This site area outlines a development of the properties of real and complex numbers from counting (enumeration) and geometric assumptions. While some explanations are in sequence, others can be read independently. The outline of area content below will allow reader to select what to explore. Bon Appetit.

Some of the counting principles in this site area are met in college mathematics as consequences of mathematical induction in some college mathematics programs. These counting principles are also met implicitly in the primary school development of counting and arithmetic skills and concepts. Their explicit recognition in primary and secondary school might lead to greater coherency in the thought-based development of mathematics from counting with pebbles and more manipulatives to intermediate calculus.

The top level number theory pages

starts with a development of enumeration principles and consequences for whole and natural numbers. The student of pure mathematics may recast all or most in terms of the set-theoretic development of modern mathematics (1905 onward).

> _TASKS TO PERFORM_:
1. Say whether each statement agrees with the number-theory site overview, answering yes or no and quoting the words of the overview that decide it. (a) All of the explanations in the site area must be read in sequence. (b) The counting principles are met implicitly in primary school work on counting and arithmetic. (c) The set-theoretic development of modern mathematics is dated from 1905 onward.
2. Write the next few sentences of the number-theory site overview, picking up after its last sentence.

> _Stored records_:
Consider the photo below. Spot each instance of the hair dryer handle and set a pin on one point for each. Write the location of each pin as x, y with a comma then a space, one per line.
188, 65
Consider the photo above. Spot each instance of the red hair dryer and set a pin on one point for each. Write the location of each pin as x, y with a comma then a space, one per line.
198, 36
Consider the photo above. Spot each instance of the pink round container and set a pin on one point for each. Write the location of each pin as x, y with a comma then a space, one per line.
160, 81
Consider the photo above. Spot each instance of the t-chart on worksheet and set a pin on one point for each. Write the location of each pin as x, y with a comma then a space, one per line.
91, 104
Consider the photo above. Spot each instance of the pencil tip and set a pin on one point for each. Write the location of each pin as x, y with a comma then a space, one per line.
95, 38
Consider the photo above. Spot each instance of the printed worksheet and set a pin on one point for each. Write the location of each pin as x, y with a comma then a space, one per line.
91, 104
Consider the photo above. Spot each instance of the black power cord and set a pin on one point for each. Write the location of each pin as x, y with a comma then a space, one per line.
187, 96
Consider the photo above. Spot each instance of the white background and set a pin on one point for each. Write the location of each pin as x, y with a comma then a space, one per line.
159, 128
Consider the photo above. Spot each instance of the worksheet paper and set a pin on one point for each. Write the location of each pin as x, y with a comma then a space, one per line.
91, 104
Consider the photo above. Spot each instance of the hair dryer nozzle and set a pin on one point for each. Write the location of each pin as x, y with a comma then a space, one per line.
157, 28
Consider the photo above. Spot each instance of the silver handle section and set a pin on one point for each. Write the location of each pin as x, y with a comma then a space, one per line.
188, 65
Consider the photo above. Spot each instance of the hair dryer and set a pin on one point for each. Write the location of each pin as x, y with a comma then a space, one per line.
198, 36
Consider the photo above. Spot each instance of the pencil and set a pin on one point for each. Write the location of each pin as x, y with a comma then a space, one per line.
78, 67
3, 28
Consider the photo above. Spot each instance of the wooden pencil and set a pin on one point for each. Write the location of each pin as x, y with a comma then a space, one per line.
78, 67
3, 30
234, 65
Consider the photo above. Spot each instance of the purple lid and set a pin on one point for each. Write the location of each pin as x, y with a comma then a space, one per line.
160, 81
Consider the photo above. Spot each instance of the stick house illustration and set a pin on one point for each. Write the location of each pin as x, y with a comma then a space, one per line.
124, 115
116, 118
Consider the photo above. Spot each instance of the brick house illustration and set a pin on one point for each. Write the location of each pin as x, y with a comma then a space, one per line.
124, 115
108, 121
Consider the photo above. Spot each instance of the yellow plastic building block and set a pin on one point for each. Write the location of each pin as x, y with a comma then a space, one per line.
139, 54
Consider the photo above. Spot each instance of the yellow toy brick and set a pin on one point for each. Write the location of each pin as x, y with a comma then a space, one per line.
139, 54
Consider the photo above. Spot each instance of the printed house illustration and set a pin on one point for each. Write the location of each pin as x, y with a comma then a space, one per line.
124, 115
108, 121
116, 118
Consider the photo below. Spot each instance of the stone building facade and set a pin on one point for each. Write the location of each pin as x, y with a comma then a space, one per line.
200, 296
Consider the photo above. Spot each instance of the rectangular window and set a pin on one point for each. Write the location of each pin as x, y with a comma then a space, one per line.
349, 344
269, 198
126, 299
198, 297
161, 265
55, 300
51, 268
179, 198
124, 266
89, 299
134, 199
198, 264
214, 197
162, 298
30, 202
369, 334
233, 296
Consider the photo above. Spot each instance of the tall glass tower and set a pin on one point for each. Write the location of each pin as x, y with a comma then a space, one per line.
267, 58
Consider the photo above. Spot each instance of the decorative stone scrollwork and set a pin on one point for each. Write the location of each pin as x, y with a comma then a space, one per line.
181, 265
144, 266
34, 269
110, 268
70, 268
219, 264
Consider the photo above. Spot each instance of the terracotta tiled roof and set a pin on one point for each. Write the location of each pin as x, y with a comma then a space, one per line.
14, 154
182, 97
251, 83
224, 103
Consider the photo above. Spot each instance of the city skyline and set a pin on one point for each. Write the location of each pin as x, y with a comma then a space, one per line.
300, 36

> _OUTPUTS_:
1.
(a) No: "While some explanations are in sequence, others can be read independently."
(b) Yes: "These counting principles are also met implicitly in the primary school development of counting and arithmetic skills and concepts."
(c) Yes: "the set-theoretic development of modern mathematics (1905 onward)"

2.
The Number Theory Continued webpages

provide explanations for decimal place value methods for comparing, adding, subtracting, multiplying and dividing whole numbers. In particular, The first six explore decimal place value and how with the aid of the distributive law, it justifies methods for comparison, addition, subtraction, multiplication and division of whole numbers. Full explanation of column methods for arithmetic are included here.

The lesson Remainder Arithmetic explores and justifies the decimal-based rules for recognizing multiples of 2, 3, 4, 5, 6, 7, 8, 9, 10 and 11. Consideration of arithmetic modulo these whole numbers lead to remainder arithmetic, computing methods for the remainders when whole numbers are divided by 2, 3, 4, 5, 6, 7, 8, 9, 10 or 11. Divisibility rules are included by the special cases where the remainder is zero. Remainder calculations here for the number 7 may be unique.

Webpages Primes & Composites, Prime Factorization, Arithmetic Videos, Square Roots develop an enriched computational view of primes and factors for use in arithmetic with whole numbers and fractions and in further mathematics subjects at the high school and college level.

The remaining pages offer a thought-based framework for a concrete derivation of the field properties of real numbers. Some familiarity with fractions is assumed.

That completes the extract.